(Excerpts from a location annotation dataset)
>>>>>

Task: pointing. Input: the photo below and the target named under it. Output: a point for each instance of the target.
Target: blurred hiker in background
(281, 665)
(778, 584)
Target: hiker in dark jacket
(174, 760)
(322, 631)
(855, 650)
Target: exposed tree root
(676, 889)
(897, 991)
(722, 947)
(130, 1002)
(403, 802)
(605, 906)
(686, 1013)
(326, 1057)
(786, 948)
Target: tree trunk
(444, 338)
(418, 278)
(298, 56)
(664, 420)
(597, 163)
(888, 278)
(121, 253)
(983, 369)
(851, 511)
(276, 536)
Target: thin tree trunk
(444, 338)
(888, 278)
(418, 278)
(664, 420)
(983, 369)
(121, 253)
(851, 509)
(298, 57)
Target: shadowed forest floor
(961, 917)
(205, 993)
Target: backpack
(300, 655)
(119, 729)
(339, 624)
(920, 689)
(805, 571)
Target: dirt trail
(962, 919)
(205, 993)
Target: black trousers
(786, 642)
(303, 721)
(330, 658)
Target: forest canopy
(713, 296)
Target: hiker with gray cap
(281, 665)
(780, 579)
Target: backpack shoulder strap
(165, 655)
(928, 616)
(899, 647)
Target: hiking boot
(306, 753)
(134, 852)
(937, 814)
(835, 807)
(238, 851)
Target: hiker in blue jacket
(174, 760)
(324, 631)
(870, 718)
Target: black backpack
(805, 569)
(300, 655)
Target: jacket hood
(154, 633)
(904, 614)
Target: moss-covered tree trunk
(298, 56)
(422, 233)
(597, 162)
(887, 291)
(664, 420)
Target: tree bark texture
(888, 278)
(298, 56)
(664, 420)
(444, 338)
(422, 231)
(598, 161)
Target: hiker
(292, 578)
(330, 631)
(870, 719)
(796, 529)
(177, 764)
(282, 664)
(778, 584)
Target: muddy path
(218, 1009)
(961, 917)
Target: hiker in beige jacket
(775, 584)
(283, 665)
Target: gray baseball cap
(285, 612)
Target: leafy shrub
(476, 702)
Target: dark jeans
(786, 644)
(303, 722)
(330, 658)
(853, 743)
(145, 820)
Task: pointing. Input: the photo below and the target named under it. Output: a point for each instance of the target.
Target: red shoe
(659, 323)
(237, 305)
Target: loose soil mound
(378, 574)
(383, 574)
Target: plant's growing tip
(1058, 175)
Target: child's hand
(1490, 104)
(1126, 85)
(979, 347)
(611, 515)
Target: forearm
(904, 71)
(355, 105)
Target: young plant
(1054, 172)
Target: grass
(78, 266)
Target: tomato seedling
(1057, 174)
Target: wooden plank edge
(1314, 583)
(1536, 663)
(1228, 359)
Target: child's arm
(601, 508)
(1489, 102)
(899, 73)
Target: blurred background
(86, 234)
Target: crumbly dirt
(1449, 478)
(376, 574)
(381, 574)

<<<<<

## Task directions
Turn every line of the listing above into a numbered list, skipping any blank lines.

## Solution below
1. Task: pointing. Input: the photo below and the target named under it. Output: a point for each instance of the target.
2. Target: blurred hiker in background
3. (281, 665)
4. (778, 584)
5. Target: hiker in dark jacket
6. (174, 760)
7. (322, 631)
8. (855, 650)
9. Target: exposed tree root
10. (676, 889)
11. (897, 991)
12. (722, 947)
13. (130, 1002)
14. (403, 802)
15. (605, 906)
16. (686, 1013)
17. (326, 1057)
18. (786, 948)
19. Target: tree trunk
20. (444, 338)
21. (418, 278)
22. (298, 56)
23. (664, 420)
24. (597, 163)
25. (888, 278)
26. (121, 253)
27. (983, 369)
28. (851, 511)
29. (276, 536)
30. Target: thin tree trunk
31. (444, 338)
32. (888, 278)
33. (418, 278)
34. (664, 420)
35. (983, 369)
36. (121, 253)
37. (851, 509)
38. (298, 57)
39. Target: shadowed forest floor
40. (961, 917)
41. (205, 993)
42. Target: backpack
43. (300, 655)
44. (119, 729)
45. (339, 624)
46. (920, 689)
47. (805, 571)
48. Target: dirt trail
49. (962, 919)
50. (205, 993)
51. Target: black trousers
52. (786, 642)
53. (303, 721)
54. (330, 658)
55. Target: forest canopy
56. (713, 296)
57. Target: hiker with gray cap
58. (281, 665)
59. (780, 579)
60. Target: backpack shoulder strap
61. (165, 655)
62. (928, 616)
63. (899, 647)
64. Target: hiking boot
65. (306, 753)
66. (134, 852)
67. (937, 814)
68. (835, 807)
69. (238, 851)
70. Target: hiker in blue jacket
71. (174, 760)
72. (324, 631)
73. (870, 718)
74. Target: black backpack
75. (805, 569)
76. (300, 655)
77. Target: jacket hood
78. (154, 633)
79. (904, 614)
80. Target: moss-covered tree trunk
81. (298, 56)
82. (422, 233)
83. (597, 162)
84. (887, 291)
85. (664, 420)
86. Target: tree bark texture
87. (888, 278)
88. (298, 56)
89. (664, 420)
90. (444, 338)
91. (422, 231)
92. (598, 161)
93. Target: hiker
94. (292, 578)
95. (330, 631)
96. (870, 719)
97. (796, 529)
98. (177, 764)
99. (282, 664)
100. (778, 584)
101. Target: muddy path
102. (218, 1009)
103. (961, 917)
104. Target: hiker in beige jacket
105. (775, 584)
106. (283, 665)
107. Target: gray baseball cap
108. (285, 612)
109. Target: leafy shrub
110. (476, 702)
111. Target: dark jeans
112. (786, 644)
113. (303, 722)
114. (330, 658)
115. (853, 743)
116. (145, 820)
117. Task: pointing. Input: the photo below and the target named under it. Output: a point for each instance of the target.
118. Target: red shoe
119. (659, 323)
120. (237, 305)
121. Target: loose soil mound
122. (378, 574)
123. (383, 574)
124. Target: plant's growing tip
125. (1058, 175)
126. Target: child's hand
127. (1490, 104)
128. (1126, 85)
129. (979, 347)
130. (611, 515)
131. Target: forearm
132. (904, 71)
133. (355, 105)
134. Target: young plant
135. (1054, 172)
136. Target: grass
137. (78, 266)
138. Target: tomato seedling
139. (1057, 174)
140. Target: wooden plank edge
141. (1314, 583)
142. (1536, 663)
143. (1228, 359)
144. Target: child's arm
145. (601, 508)
146. (1489, 102)
147. (899, 73)
148. Target: blurred background
149. (86, 234)
150. Target: crumbly dirt
151. (1449, 478)
152. (376, 574)
153. (381, 574)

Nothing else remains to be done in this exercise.